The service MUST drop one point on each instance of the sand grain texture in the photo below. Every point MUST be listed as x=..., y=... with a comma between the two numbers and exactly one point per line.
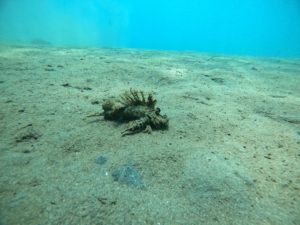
x=230, y=156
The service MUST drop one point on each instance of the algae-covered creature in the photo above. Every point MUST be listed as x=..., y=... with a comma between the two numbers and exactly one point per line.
x=136, y=108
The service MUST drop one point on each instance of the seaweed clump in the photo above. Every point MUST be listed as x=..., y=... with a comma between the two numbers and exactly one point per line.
x=136, y=108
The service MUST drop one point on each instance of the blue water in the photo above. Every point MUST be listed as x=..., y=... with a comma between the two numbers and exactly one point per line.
x=254, y=27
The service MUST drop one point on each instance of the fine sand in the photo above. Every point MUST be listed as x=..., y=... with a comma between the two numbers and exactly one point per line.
x=230, y=155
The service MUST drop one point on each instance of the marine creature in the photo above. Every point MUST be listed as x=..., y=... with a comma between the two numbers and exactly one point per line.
x=137, y=109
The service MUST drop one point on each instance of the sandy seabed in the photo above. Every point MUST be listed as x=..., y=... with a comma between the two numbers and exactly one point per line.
x=231, y=154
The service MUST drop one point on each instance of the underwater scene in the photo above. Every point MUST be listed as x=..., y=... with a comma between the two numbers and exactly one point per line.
x=130, y=112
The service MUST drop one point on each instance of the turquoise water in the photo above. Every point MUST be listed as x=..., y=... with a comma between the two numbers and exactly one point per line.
x=253, y=27
x=148, y=112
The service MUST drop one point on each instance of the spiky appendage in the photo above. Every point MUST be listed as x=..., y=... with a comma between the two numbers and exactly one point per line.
x=138, y=109
x=135, y=98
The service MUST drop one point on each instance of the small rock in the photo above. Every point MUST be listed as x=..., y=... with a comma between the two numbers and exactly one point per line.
x=101, y=160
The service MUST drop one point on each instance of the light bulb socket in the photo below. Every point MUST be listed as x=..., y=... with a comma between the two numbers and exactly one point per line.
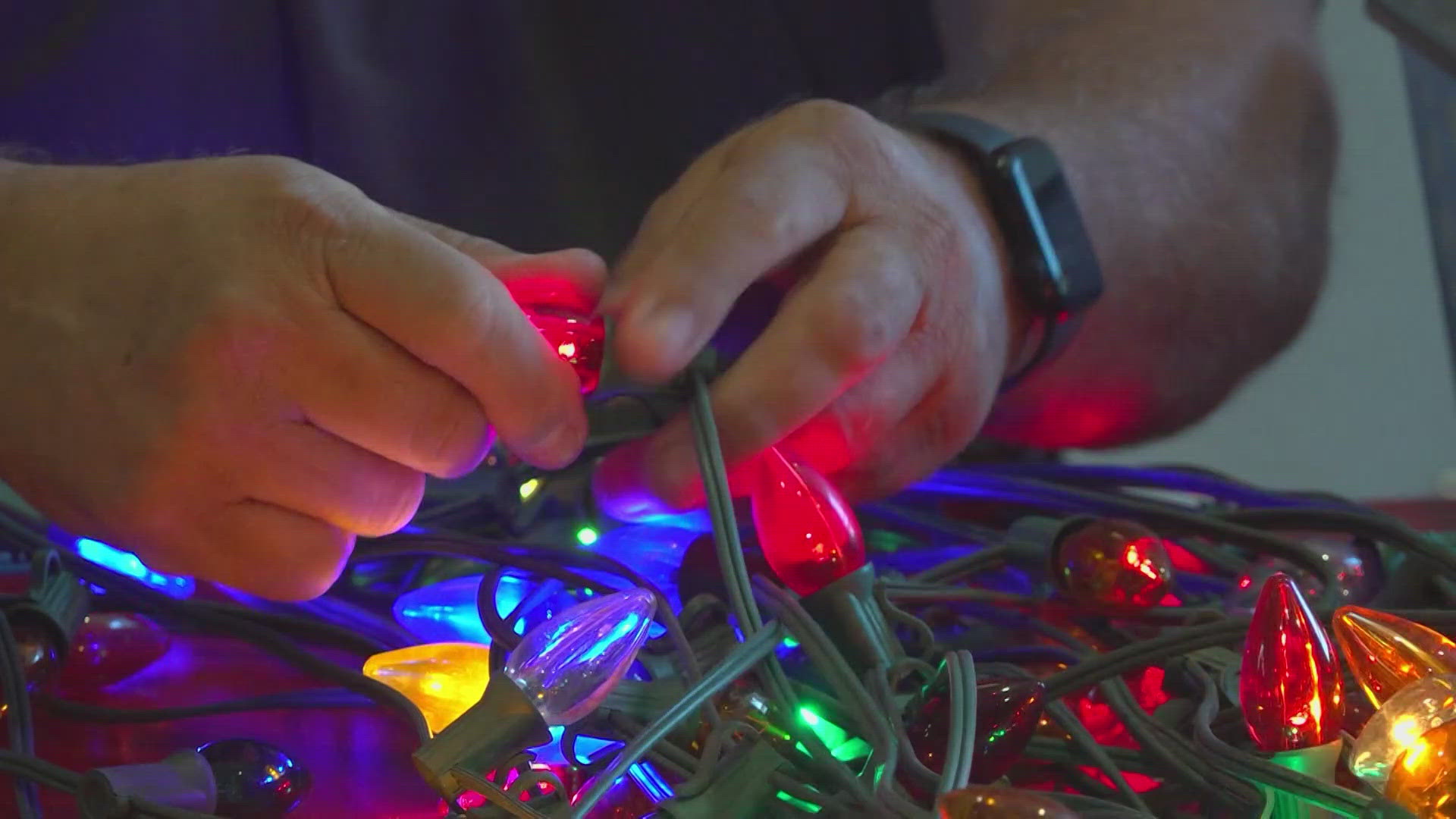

::::::::

**Problem statement**
Each of the records above needs to be transcribed exactly, apart from its pictures.

**Reply**
The service MUST drop one point on each instance of the sand grain texture in the photo below. Every point MUST be listed as x=..., y=... with a comma between the two numbers and exactly one point per line.
x=230, y=156
The service MUST drop one point on each instance of the algae-covered creature in the photo above. Every point MUST be listed as x=..., y=... with a comma between the two numbers and exactly one point per line.
x=136, y=108
The service MUST drop one point on each instance of the seaweed clump in the photo above. Every point MUST be listed as x=..., y=... with a comma between the two numbers and exactly one point per line.
x=136, y=108
The service MUST drop one point on each instance of the blue water in the photo above. Every point MUST be listed as x=..., y=... with a comma between the two numbers and exactly one point per line.
x=254, y=27
The service MUST drop one point on each instance of the fine sand in the photo above. Every point MUST be listed as x=..., y=... with a comma between the two numbers and exactly one point per line.
x=230, y=155
The service MUST drop one point on each instance of the marine creature in the photo above. Every point MUST be listed as x=..., y=... with a comma between the two numbers and exactly one point per line.
x=137, y=109
The service MUST drop one point on each instance of the sandy seabed in the photo above. Every point MUST be listed as x=..., y=... with a comma between the two numbers and exactly one point per line.
x=231, y=154
The service MUST drop one point on each instance of the underwater scene in the photo above. Every point MUST be listed as x=..., y=... with a comma between the two numbers and exactly one point per line.
x=130, y=112
The service MUST drop one point on each instance of the turquoise water in the photo above. Every point MUST be listed as x=..., y=... with a comma between the two numbers and exactly one point per line.
x=253, y=27
x=148, y=112
The service MUST drop one point on each instance of the spiky appendage in the photo above. Every point MUST be listed as x=..., y=... with a comma between the two numbers and exactly one point per line.
x=138, y=109
x=135, y=98
The service MUST drop one point on each instance of the small rock in the photo above. Every point MUST be listed as x=..., y=... with a comma between the two numbers and exactly one point per line.
x=101, y=160
The service MUST drop one point on each instance of the light bulb socket in the photo below. Every point MUST be listed as x=..., y=... with a comma between the two numbers and exactly one point per line.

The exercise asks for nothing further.